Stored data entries
[Start of section]

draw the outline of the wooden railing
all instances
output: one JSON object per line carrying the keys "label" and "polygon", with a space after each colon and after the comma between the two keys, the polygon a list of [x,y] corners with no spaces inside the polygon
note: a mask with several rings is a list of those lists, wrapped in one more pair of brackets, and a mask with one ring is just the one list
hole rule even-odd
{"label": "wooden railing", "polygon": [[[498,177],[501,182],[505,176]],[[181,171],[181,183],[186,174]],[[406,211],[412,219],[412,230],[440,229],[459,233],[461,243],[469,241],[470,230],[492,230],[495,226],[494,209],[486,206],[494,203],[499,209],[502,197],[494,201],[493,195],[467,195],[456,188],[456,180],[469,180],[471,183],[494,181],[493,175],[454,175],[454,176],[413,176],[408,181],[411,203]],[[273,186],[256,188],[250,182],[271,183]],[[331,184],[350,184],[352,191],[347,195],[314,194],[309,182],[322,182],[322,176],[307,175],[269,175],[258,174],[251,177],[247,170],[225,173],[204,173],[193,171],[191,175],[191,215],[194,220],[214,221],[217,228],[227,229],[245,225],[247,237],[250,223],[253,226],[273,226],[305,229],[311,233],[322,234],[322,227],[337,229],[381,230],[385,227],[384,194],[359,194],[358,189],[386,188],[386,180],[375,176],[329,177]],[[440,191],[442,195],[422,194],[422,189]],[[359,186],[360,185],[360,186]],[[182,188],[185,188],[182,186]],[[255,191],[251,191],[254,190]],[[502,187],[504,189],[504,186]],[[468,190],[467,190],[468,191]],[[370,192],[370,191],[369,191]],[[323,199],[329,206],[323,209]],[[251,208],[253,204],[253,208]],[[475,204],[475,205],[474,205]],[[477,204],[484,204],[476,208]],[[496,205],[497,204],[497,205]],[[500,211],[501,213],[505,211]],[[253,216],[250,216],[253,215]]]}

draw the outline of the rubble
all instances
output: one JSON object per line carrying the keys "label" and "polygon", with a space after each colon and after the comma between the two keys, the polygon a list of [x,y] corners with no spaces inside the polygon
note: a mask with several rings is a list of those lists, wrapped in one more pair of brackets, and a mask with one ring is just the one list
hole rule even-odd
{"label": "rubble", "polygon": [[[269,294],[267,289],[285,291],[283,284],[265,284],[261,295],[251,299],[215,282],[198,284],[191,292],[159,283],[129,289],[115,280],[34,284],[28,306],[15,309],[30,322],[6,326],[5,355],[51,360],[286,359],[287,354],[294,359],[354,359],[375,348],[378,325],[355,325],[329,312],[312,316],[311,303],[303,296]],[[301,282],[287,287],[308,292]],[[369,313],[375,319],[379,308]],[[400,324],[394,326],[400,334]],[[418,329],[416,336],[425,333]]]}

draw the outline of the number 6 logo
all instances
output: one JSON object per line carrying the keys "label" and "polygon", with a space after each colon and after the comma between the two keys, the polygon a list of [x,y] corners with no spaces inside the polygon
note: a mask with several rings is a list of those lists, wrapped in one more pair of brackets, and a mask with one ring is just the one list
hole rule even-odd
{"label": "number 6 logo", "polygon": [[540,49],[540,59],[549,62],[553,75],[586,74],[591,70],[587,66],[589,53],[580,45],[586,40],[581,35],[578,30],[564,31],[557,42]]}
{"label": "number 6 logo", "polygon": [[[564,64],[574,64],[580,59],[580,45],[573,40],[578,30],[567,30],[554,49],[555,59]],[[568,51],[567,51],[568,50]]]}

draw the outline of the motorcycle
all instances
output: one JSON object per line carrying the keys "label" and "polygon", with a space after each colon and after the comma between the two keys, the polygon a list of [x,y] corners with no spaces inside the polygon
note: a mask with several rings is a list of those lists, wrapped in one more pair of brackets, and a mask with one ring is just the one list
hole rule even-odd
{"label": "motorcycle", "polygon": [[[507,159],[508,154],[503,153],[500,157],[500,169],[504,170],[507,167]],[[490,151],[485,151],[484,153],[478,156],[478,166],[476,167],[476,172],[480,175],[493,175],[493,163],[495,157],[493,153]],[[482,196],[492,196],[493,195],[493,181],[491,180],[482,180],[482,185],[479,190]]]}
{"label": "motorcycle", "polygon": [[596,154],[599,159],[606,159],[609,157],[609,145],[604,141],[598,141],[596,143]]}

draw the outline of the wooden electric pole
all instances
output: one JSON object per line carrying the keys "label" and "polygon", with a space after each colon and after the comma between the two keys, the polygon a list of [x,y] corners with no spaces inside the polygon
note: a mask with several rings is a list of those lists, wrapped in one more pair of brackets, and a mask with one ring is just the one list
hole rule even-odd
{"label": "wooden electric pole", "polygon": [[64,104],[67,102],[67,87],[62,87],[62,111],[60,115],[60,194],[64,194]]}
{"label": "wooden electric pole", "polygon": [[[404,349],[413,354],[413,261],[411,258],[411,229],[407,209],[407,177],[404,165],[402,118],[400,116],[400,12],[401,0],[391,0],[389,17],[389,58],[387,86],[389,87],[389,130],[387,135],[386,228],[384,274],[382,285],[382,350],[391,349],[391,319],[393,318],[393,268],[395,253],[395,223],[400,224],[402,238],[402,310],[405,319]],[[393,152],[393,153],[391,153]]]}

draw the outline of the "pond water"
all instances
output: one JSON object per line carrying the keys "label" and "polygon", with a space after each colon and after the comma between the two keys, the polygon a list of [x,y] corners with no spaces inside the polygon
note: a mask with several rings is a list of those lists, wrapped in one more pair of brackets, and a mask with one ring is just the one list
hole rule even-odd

[End of section]

Task objective: Copy out each line of the data in which the word "outline" appears.

The completed task:
draw the outline of the wooden railing
draw the outline of the rubble
draw the outline of the number 6 logo
draw the outline of the motorcycle
draw the outline of the wooden electric pole
draw the outline of the "pond water"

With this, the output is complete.